▸ Selected text:
------------

Postby HarryZ » Sat Sep 23, 2006 9:18 pm

msladyinca wrote:3 patients out of 3,000 in the trials contracted PML.


Correct...but according to statistics, it is wrong to state that the probability of getting PML from using Tysabri is 1:1000. I made that assumption on the Brain Talk MS Forum and a person who was a statistician (or knew a lot about statistics) told me that was wrong when it came to statistics. He went on to say that probability depended on several variables of which were not known so the number here could be higher or even lower.


2 of the PML patients received Tysabri in combination with Avonex. Eliminate them from the risk ratio as Tysabri can only be prescribed as a monotherapy.


Shortly after Tysabri was pulled, James Mullen, the CEO of Biogen stated that Avonex had several hundred thousands patient use years behind it with no known cases of PML. So was it the combo or Tysabri all by itself. Nobody today knows the answer to that question.

1 of the PML patients received Tysabri as a monotherapy, however...note: he was a Crohn's patient with a severely compromised immune system which included a past medical history of use with very strong immune suppressant medications for his CD such as azathioprine (Imuran).


Biogen would like you to think that but this Crohn's patient had stopped using Infliximab 20 months before using Tysabri and stopped using Azathioprine 8 months before. Although he was in an earlier Tysabri clinical trial, he was on the placebo. The JCV virus appeared in his blood during the monotherapy Tysabri use between Feb - June 2003.

Thus, the unjust 1:1000 risk ratio for PML when using Tysabri, and the risk factor is probably much lower than the 1:1000 due to: "Tysabri is indicated for use as a monotherapy, meaning it should not be used in combination with other immune system modifying drugs, and is for patients who have not responded adequately to, or cannot tolerate, other treatments for MS. "


Which begs the question...why was Biogen combining Tysabri with another immune system altering drug such as Avonex when they didn't even have safety data figured out for the Phase III trials of the drug by itself. One financial analyst stated it was to keep the market share of Avonex up....something that big pharma is always concerned about.

I just wish that Biogen had stuck to their original plan...Tysabri by itself, Phase III trials for two full years...analyze the data, determine the safety, get the FDA approval and THEN release the drug to the public. They gambled, took the fast route, it blew up in their face and now MS patients such as yourself are having to fight needlessly to use a drug that you desperately want to try. It simply isn't right!

------------

▸ Task set:
1. In the forum post about Tysabri, how long before starting Tysabri had the Crohn's patient stopped using Infliximab?
2. From the Tysabri forum post, extract the passage starting with "Correct...but according to" and going on through "or even lower.".
3. Put this sentence from the Tysabri forum post into Spanish: "Nobody today knows the answer to that question."

▸ Data extract:
------------

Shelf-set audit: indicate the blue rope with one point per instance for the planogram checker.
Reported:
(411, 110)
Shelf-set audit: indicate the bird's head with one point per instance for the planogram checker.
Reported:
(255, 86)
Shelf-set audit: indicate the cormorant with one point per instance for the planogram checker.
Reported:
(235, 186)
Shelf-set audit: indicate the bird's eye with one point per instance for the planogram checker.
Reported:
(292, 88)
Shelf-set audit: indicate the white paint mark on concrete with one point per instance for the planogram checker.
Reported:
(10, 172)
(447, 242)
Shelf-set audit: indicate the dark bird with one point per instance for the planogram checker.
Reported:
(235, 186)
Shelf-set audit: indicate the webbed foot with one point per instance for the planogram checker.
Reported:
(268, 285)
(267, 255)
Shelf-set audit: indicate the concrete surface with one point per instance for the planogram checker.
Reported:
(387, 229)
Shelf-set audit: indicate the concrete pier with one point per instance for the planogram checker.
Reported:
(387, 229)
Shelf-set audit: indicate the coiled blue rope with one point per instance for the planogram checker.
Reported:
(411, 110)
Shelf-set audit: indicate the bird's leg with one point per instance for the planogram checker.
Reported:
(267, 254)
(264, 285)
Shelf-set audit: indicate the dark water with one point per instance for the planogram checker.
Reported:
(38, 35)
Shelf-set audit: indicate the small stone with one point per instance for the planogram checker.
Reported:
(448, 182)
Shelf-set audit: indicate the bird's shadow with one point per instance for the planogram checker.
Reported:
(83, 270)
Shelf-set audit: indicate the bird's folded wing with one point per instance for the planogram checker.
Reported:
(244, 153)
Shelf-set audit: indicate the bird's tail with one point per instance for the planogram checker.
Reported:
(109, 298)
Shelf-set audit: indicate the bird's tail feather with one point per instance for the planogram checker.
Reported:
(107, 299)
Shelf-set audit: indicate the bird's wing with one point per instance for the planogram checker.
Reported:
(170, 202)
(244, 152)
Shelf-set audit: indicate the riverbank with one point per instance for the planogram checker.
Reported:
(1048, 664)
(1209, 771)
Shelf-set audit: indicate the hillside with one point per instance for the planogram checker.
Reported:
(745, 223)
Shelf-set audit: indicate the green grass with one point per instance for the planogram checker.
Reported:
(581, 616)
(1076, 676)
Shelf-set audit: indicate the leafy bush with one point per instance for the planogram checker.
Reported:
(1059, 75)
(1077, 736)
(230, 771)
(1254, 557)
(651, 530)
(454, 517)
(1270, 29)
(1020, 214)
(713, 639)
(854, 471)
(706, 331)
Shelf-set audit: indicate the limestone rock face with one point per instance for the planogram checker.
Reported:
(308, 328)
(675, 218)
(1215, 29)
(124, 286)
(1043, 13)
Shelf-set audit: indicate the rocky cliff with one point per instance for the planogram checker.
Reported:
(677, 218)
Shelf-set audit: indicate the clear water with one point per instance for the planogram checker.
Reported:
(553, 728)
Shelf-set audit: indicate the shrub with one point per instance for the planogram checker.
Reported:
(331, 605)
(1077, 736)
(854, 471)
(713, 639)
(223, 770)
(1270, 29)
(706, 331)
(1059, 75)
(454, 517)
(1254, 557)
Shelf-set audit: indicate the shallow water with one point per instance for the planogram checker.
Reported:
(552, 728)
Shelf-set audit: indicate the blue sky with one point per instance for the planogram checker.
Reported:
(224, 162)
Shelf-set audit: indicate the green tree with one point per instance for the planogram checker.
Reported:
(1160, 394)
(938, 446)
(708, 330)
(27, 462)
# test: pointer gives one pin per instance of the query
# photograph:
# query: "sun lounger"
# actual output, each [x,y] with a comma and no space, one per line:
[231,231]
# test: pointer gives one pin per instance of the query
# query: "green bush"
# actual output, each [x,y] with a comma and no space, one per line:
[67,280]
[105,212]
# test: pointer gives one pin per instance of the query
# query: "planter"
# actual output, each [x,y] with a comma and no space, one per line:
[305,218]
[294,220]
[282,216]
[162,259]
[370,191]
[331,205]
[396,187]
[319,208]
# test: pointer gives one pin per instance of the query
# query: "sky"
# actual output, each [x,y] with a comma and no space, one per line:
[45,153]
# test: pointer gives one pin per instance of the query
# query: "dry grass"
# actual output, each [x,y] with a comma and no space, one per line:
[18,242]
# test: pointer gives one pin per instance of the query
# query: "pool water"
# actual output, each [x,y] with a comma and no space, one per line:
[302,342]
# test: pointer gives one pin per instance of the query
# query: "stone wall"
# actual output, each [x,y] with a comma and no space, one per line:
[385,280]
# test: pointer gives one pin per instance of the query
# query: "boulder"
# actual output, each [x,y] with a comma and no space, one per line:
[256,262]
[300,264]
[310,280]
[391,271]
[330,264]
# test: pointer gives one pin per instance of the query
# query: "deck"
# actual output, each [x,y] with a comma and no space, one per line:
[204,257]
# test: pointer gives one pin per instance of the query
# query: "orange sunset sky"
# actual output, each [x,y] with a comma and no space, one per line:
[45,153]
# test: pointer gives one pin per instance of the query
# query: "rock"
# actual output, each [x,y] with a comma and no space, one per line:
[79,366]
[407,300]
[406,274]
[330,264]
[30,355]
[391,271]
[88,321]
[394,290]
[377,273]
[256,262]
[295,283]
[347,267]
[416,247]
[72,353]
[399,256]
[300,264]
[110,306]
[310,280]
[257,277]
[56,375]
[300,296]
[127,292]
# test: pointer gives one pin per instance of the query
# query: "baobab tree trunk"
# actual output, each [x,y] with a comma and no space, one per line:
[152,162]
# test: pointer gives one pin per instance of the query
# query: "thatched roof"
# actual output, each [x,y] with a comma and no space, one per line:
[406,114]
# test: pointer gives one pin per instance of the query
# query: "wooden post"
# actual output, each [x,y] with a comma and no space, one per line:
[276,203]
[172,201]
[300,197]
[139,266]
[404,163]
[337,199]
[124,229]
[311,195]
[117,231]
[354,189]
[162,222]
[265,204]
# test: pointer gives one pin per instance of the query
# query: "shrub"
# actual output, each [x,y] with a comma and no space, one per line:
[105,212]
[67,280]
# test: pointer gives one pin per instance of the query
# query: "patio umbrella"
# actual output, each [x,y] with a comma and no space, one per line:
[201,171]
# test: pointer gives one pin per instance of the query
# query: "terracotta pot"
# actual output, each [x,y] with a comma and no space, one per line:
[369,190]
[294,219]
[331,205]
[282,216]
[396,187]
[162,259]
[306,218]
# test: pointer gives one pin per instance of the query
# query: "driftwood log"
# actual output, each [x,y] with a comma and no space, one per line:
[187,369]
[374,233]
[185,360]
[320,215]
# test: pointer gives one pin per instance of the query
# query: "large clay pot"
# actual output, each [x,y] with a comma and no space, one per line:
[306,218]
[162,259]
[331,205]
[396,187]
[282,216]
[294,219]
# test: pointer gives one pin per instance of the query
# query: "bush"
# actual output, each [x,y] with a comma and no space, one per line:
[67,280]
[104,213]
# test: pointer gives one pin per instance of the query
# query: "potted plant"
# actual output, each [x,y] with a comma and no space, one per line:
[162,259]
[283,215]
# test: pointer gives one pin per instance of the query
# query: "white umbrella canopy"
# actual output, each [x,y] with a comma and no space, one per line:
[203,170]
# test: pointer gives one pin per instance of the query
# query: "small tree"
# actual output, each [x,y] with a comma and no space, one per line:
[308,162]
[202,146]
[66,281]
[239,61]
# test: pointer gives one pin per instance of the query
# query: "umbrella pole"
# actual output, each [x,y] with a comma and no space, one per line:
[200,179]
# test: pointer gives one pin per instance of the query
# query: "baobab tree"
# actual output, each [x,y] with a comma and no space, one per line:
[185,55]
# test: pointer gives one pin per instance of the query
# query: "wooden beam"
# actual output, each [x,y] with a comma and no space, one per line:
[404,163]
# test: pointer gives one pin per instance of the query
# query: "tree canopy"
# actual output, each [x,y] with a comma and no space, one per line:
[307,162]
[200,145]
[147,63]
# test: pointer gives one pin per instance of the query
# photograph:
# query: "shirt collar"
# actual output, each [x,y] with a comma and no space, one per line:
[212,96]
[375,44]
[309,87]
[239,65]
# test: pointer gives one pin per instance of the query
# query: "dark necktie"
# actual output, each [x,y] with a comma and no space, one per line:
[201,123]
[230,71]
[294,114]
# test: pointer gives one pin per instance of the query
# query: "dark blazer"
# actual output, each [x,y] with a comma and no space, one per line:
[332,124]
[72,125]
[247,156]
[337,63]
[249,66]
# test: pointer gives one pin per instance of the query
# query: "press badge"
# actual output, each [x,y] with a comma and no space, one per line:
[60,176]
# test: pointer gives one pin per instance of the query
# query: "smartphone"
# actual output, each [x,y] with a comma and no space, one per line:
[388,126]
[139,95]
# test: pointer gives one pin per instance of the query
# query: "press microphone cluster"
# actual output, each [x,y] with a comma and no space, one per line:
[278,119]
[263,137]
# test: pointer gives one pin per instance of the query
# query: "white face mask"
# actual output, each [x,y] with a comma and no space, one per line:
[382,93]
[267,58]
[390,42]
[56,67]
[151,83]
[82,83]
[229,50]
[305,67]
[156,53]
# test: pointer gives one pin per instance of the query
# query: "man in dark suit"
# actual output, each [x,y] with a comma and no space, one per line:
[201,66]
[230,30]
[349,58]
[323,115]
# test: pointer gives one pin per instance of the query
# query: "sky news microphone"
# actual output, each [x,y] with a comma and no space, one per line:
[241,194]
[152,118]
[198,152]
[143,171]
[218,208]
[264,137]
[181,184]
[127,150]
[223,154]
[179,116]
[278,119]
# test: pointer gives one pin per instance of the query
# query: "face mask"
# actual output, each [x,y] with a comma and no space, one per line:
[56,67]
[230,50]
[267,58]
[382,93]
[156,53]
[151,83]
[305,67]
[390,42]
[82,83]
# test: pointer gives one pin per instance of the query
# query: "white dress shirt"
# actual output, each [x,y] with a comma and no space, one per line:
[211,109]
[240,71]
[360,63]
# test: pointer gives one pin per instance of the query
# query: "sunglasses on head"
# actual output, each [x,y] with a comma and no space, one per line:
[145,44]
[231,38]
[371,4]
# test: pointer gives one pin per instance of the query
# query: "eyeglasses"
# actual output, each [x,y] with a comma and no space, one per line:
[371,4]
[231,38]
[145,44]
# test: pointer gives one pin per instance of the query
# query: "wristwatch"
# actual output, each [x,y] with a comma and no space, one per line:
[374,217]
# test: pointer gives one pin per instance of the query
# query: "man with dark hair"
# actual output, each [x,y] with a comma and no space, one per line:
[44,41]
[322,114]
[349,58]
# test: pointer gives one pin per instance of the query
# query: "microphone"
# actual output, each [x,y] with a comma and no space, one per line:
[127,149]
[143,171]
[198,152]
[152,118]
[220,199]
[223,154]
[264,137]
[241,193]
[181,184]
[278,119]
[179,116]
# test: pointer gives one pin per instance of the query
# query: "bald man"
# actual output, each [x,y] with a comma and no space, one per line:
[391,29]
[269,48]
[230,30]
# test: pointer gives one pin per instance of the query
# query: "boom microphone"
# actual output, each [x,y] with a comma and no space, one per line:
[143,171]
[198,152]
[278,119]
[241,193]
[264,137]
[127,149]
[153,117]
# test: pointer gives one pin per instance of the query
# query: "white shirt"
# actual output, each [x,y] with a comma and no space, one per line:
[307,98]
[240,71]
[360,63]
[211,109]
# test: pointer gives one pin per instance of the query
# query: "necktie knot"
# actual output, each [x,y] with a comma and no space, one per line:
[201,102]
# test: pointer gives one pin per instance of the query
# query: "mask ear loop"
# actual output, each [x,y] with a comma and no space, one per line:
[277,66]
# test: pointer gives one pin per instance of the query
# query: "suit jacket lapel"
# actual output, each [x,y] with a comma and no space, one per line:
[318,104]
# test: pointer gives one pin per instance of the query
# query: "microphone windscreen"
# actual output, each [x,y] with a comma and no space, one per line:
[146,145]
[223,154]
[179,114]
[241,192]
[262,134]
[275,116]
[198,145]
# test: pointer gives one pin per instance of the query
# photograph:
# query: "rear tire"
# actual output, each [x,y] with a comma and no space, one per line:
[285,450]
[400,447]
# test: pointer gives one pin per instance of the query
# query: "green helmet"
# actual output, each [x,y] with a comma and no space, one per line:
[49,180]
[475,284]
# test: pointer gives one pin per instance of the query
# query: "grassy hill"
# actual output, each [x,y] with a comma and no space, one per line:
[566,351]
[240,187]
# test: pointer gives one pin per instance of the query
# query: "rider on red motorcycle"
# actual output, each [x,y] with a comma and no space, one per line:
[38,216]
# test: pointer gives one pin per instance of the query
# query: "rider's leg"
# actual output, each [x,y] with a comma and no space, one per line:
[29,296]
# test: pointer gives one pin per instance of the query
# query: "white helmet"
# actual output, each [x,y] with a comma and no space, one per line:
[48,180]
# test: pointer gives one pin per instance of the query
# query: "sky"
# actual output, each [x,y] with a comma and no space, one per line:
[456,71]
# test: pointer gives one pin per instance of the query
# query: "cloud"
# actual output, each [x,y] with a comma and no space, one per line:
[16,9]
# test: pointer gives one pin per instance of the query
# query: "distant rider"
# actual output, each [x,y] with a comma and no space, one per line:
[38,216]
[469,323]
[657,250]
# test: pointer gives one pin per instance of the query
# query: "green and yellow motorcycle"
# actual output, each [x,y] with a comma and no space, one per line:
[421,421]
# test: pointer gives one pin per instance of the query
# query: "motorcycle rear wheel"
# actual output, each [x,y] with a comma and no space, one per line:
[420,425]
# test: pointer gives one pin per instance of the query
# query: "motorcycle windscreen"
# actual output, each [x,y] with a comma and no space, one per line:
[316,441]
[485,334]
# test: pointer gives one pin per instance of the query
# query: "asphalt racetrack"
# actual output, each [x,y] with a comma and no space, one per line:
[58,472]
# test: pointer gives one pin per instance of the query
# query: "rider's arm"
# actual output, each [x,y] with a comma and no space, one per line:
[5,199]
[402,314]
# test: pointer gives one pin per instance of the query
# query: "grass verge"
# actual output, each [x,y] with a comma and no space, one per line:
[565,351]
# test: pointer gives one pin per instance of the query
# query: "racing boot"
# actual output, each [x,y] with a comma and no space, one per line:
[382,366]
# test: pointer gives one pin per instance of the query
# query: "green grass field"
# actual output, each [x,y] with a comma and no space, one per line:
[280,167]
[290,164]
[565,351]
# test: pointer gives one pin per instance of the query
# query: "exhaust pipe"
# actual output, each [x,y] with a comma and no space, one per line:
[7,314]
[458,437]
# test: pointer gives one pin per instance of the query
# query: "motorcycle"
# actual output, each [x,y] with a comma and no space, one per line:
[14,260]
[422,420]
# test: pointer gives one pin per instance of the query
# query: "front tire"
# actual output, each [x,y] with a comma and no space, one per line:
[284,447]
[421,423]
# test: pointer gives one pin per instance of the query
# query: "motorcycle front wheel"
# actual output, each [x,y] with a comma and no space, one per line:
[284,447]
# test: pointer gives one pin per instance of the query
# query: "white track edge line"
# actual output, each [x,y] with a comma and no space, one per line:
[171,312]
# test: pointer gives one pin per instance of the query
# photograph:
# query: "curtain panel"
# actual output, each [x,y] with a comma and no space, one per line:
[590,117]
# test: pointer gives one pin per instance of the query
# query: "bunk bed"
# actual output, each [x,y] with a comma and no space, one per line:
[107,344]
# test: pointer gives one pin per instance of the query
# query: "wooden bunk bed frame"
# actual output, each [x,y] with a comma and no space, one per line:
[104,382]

------------

▸ Solutions to each task:
1. 20 months

2.
Correct...but according to statistics, it is wrong to state that the probability of getting PML from using Tysabri is 1:1000. I made that assumption on the Brain Talk MS Forum and a person who was a statistician (or knew a lot about statistics) told me that was wrong when it came to statistics. He went on to say that probability depended on several variables of which were not known so the number here could be higher or even lower.

3. Hoy en día nadie sabe la respuesta a esa pregunta.